- **Given records**:
● ● ●
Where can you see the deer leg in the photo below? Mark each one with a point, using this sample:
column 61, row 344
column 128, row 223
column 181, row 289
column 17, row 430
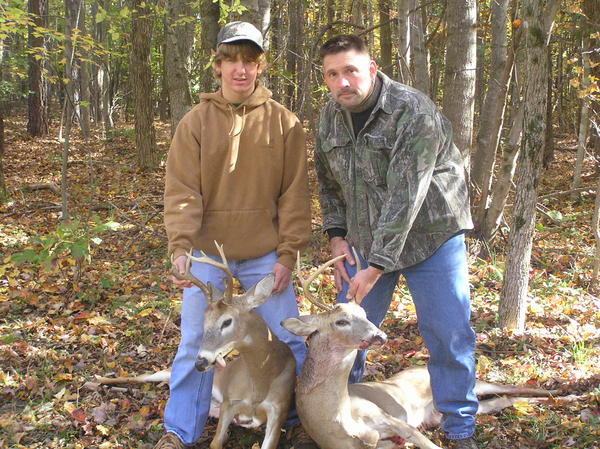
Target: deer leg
column 225, row 417
column 275, row 419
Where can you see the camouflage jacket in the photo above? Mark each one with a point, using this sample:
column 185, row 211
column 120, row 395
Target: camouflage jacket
column 399, row 188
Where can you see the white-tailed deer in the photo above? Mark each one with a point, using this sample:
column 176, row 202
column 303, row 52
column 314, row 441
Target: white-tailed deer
column 369, row 414
column 255, row 388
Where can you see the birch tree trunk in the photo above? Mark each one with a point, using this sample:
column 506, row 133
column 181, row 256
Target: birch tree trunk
column 179, row 39
column 584, row 121
column 37, row 123
column 209, row 12
column 419, row 53
column 141, row 84
column 460, row 71
column 539, row 16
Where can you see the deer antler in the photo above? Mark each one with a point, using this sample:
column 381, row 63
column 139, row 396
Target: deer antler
column 223, row 265
column 306, row 282
column 188, row 276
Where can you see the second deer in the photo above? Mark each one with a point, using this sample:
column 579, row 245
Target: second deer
column 366, row 415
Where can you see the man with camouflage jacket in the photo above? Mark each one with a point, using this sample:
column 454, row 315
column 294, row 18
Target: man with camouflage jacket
column 393, row 186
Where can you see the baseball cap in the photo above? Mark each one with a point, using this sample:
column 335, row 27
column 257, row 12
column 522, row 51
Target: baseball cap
column 238, row 31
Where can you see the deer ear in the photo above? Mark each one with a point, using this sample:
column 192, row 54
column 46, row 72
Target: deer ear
column 302, row 326
column 260, row 292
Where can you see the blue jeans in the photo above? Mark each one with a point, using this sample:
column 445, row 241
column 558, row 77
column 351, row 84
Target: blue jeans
column 439, row 287
column 190, row 390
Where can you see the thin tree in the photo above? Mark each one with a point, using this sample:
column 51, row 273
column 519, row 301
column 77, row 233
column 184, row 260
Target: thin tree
column 385, row 38
column 179, row 39
column 37, row 123
column 141, row 83
column 209, row 15
column 460, row 71
column 419, row 52
column 539, row 17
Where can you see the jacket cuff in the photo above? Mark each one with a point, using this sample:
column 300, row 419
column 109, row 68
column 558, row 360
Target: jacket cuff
column 287, row 260
column 336, row 232
column 178, row 252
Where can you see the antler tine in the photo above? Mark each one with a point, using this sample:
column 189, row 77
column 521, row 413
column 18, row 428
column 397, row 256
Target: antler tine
column 306, row 282
column 223, row 265
column 358, row 267
column 188, row 276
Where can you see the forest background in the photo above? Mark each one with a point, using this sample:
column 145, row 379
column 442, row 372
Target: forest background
column 91, row 91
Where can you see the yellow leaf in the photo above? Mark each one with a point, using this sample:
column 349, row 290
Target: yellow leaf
column 69, row 407
column 523, row 408
column 98, row 320
column 146, row 312
column 102, row 429
column 63, row 376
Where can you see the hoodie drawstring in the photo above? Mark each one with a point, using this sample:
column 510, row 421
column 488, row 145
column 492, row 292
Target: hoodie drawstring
column 237, row 126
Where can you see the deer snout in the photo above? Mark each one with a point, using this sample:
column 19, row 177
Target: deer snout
column 202, row 364
column 379, row 339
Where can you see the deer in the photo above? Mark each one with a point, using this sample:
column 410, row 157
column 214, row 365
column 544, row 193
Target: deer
column 368, row 414
column 256, row 387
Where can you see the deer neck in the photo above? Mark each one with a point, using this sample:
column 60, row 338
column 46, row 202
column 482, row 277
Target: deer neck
column 326, row 368
column 257, row 344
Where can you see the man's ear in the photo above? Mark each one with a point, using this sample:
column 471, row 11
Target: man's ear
column 373, row 69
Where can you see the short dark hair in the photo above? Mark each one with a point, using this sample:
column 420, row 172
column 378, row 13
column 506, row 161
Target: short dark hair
column 343, row 42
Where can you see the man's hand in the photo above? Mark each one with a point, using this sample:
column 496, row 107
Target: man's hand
column 179, row 264
column 340, row 246
column 362, row 282
column 282, row 277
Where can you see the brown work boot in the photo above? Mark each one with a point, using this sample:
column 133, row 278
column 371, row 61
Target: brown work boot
column 169, row 441
column 299, row 438
column 465, row 443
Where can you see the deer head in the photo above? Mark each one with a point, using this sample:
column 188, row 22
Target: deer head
column 226, row 315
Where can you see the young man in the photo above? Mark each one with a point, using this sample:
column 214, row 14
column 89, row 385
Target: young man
column 236, row 174
column 392, row 185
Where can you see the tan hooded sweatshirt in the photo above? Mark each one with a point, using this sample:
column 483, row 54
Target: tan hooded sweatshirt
column 238, row 176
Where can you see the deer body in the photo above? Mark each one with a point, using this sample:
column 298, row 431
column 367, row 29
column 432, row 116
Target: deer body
column 369, row 414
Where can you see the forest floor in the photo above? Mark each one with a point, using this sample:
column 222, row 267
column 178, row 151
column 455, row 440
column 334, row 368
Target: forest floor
column 114, row 312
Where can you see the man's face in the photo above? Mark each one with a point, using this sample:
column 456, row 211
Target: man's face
column 349, row 76
column 238, row 78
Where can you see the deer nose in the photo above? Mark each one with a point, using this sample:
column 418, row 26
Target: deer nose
column 379, row 339
column 202, row 364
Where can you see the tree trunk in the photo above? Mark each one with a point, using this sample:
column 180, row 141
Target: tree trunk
column 37, row 123
column 179, row 38
column 596, row 230
column 460, row 71
column 419, row 53
column 539, row 16
column 209, row 11
column 141, row 84
column 584, row 120
column 491, row 216
column 385, row 38
column 492, row 113
column 84, row 81
column 71, row 17
column 258, row 13
column 294, row 58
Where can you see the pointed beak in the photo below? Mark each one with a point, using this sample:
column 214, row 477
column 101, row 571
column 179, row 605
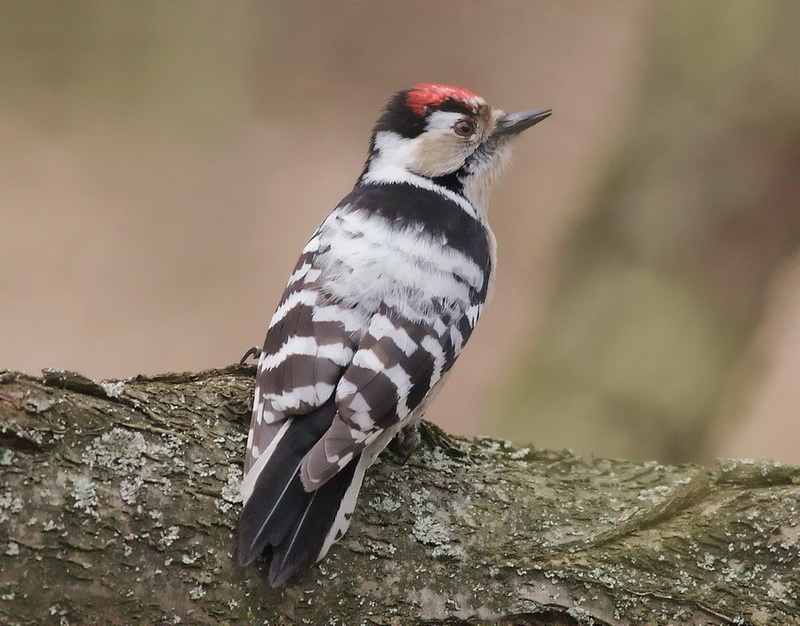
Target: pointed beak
column 514, row 123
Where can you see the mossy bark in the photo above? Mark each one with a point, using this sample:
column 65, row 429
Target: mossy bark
column 119, row 500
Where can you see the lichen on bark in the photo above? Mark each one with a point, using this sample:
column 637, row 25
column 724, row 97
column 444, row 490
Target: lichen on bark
column 118, row 502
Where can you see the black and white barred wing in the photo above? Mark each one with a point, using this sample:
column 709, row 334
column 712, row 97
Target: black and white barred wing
column 308, row 345
column 397, row 365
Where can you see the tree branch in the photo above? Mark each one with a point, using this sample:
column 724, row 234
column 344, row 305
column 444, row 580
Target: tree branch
column 119, row 500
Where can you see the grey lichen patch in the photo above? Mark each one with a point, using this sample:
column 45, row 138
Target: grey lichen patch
column 9, row 503
column 120, row 450
column 113, row 389
column 122, row 453
column 230, row 494
column 384, row 504
column 430, row 527
column 84, row 494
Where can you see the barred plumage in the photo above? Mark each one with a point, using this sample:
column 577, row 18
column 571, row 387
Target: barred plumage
column 379, row 306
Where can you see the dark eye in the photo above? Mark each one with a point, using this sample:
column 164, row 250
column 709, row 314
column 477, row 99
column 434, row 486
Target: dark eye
column 464, row 128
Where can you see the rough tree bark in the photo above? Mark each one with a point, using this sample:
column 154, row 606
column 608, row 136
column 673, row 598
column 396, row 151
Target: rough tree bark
column 119, row 499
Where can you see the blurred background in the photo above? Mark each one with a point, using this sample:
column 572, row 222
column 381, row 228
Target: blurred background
column 162, row 165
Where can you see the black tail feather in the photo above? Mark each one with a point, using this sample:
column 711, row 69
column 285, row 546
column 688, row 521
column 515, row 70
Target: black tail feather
column 281, row 513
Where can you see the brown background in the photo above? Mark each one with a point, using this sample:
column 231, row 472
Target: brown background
column 162, row 164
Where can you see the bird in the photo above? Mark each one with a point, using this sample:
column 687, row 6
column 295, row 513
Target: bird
column 381, row 302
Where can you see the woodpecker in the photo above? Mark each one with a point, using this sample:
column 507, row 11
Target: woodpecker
column 380, row 304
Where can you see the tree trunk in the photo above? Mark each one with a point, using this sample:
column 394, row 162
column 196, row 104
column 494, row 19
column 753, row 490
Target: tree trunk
column 119, row 500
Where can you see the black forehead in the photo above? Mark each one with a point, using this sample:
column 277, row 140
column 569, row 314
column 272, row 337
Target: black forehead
column 399, row 118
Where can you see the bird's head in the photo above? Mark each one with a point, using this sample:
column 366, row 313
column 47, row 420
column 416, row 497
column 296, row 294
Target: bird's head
column 445, row 133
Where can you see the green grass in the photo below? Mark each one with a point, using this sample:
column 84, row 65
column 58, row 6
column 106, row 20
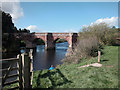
● ● ●
In the listing, rewrite the part that opens with the line containing "Where can you see the white-tailed" and closes with the line containing "column 255, row 388", swapping "white-tailed deer" for "mule deer" and keeping everything else the same. Give only those lines.

- **Complete response**:
Where can you see the mule deer in the photo above? Mark each one with a point, using this sample:
column 176, row 202
column 303, row 52
column 314, row 441
Target: mule deer
column 369, row 414
column 255, row 388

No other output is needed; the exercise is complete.